— Dataset records —

◆ ◆ ◆ ◆

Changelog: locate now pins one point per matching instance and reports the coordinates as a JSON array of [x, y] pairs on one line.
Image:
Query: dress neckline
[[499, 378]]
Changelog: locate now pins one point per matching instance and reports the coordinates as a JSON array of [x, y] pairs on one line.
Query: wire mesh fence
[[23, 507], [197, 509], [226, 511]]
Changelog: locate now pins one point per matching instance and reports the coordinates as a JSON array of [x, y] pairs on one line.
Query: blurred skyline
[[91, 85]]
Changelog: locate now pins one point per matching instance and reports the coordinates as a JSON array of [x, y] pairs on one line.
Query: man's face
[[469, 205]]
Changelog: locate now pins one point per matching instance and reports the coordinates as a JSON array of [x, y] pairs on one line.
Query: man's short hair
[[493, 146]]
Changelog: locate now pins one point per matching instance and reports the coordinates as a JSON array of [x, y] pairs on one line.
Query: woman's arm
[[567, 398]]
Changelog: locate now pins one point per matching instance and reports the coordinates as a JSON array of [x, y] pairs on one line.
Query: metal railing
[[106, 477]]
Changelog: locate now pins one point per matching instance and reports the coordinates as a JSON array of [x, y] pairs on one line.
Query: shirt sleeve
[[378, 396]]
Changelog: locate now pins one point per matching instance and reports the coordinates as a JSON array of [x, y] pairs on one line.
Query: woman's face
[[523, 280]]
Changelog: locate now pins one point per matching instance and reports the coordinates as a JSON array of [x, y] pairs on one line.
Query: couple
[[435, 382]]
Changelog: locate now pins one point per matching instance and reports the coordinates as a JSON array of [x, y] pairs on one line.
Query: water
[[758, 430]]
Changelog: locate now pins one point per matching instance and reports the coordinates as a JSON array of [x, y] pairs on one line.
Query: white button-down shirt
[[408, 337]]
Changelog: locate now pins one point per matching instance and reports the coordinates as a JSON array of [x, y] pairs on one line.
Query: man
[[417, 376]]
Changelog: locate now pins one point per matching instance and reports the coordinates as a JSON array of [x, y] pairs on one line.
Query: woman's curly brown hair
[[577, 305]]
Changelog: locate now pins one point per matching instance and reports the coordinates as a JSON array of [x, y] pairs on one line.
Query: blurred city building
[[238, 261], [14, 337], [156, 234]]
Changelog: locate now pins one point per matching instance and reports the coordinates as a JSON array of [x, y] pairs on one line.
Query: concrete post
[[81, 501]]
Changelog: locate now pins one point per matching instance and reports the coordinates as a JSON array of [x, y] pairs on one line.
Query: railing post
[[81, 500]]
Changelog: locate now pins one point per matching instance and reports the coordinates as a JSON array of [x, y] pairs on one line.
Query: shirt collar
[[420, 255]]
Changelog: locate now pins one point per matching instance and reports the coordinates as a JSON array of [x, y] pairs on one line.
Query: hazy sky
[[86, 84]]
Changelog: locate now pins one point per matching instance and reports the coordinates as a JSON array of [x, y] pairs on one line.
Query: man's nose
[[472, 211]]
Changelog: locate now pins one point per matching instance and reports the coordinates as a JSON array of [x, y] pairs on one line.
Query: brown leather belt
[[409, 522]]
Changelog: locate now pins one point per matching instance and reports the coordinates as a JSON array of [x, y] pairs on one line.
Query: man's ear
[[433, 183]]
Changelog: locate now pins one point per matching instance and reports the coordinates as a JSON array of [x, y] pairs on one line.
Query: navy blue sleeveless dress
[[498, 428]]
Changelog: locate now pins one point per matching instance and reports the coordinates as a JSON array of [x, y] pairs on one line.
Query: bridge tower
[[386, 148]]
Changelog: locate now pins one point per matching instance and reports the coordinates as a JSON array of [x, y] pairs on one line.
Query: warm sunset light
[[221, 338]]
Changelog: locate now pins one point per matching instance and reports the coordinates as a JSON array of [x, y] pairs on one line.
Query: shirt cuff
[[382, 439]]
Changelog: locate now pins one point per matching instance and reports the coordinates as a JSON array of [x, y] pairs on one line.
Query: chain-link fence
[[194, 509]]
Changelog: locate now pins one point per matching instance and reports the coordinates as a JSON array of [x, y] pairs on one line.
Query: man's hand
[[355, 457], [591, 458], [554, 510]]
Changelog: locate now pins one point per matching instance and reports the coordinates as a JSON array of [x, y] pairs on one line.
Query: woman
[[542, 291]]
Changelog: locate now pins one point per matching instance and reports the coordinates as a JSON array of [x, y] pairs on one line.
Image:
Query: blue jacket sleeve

◆ ◆ ◆ ◆

Can you turn every line of the data above into a numbered list, leaving out any blank lines?

— Written answer —
1. Changelog: locate now pins one point per matching instance and reports the coordinates as a JSON array of [x, y] pairs on one line.
2. Image:
3. Query: dress neckline
4. [[499, 378]]
5. Changelog: locate now pins one point per matching instance and reports the coordinates as a JSON array of [x, y] pairs on one line.
6. Query: wire mesh fence
7. [[23, 507], [197, 509], [226, 511]]
8. Changelog: locate now pins one point per matching instance and reports the coordinates as a JSON array of [x, y] pairs on one line.
9. Query: blurred skyline
10. [[91, 85]]
11. Changelog: locate now pins one point per matching instance and reports the coordinates as a JSON array of [x, y] pairs on one line.
12. Query: man's face
13. [[469, 205]]
14. Changelog: locate now pins one point per matching instance and reports the coordinates as a JSON array of [x, y] pairs on one line.
15. Query: man's short hair
16. [[493, 146]]
17. Changelog: locate now pins one point per matching instance and reports the coordinates as a JSON array of [x, y] pairs on one line.
18. Query: woman's arm
19. [[567, 398]]
20. Changelog: locate now pins one point per matching instance and reports the coordinates as a JSON array of [x, y] pairs on one line.
21. Query: metal railing
22. [[106, 477]]
23. Changelog: locate now pins one point per matching instance and reports the coordinates as a JSON array of [x, y] pairs on one line.
24. Query: shirt sleeve
25. [[378, 396]]
26. Changelog: locate now pins one point per matching instance and reports the coordinates as a JSON array of [x, y] pairs on one line.
27. Query: woman's face
28. [[523, 280]]
29. Changelog: locate now pins one point per matching instance and reports the coordinates as a JSON array of [x, y] pairs on one line.
30. Query: couple
31. [[435, 382]]
32. Changelog: locate now pins one point per matching instance and reports the coordinates as a JSON array of [x, y] pairs on one line.
33. Query: water
34. [[758, 430]]
35. Changelog: locate now pins one point per matching instance and reports the coordinates as a JSON array of [x, y] pairs on one line.
36. Query: white button-down shirt
37. [[408, 337]]
38. Changelog: locate now pins one point per matching instance and reports the coordinates as a JSON array of [x, y] pairs on one line.
39. Query: man
40. [[417, 376]]
41. Changelog: locate now pins one point per matching instance and reports the coordinates as a JSON array of [x, y] pairs on one line.
42. Query: woman's curly brown hair
43. [[577, 305]]
44. Changelog: locate now pins one point per matching instance and reports the coordinates as a JSON array of [x, y] pairs on one line.
45. Query: blurred city building
46. [[238, 261], [14, 337], [156, 234]]
47. Changelog: locate now pins one point per matching instance and reports the coordinates as a JSON array of [x, y] pairs on one line.
48. Query: concrete post
49. [[81, 501]]
50. Changelog: locate now pins one point per matching instance and reports the coordinates as a JSON array of [x, y] pairs on one line.
51. Query: railing post
52. [[81, 500]]
53. Changelog: locate now pins one point per matching instance and reports the coordinates as a JSON array of [x, y] pairs on one line.
54. Query: shirt collar
55. [[420, 255]]
56. Changelog: locate now pins one point per matching instance and reports the coordinates as a JSON array of [x, y] pairs on one line.
57. Query: hazy sky
58. [[86, 84]]
59. Changelog: locate now pins one point per matching instance and reports the coordinates as a JSON array of [x, y] pairs on one line.
60. Query: man's nose
61. [[472, 211]]
62. Changelog: locate now pins one point per matching instance and reports the coordinates as a JSON array of [x, y] pairs on one line.
63. Query: brown leather belt
64. [[409, 522]]
65. Changelog: locate now pins one point per matching instance and reports the coordinates as a JSON array of [x, y] pairs on one line.
66. Query: man's ear
67. [[433, 183]]
68. Changelog: locate now pins one point per matching instance and reports the coordinates as a JSON array of [x, y] pairs on one line.
69. Query: navy blue sleeveless dress
70. [[498, 428]]
71. Changelog: locate now pins one point per matching instance and reports the coordinates as a JSON array of [x, y] pairs on one line.
72. Query: bridge tower
73. [[386, 148]]
74. Changelog: locate now pins one point per matching instance and reports the coordinates as a JSON array of [x, y] pairs on one line.
75. Query: warm sunset light
76. [[221, 338]]
77. Changelog: locate now pins one point per matching instance and reports the coordinates as a JSON array of [x, y] pairs on one line.
78. Query: shirt cuff
79. [[382, 439]]
80. Changelog: locate now pins one point per matching instance and reports the coordinates as a JSON array of [x, y] pairs on one line.
81. Query: chain-link fence
82. [[194, 509]]
83. Changelog: locate now pins one point per matching instance and reports the coordinates as a JSON array of [x, y] pairs on one line.
84. Query: man's hand
85. [[355, 457], [591, 458], [554, 510]]
86. Changelog: locate now pins one point per matching instance and reports the coordinates as a JSON array of [x, y] pairs on one line.
87. Query: woman
88. [[542, 291]]
89. Changelog: locate now pins one point per matching instance and reports the coordinates as a JSON array of [x, y] pairs on one line.
90. Image:
91. Query: blue jacket sleeve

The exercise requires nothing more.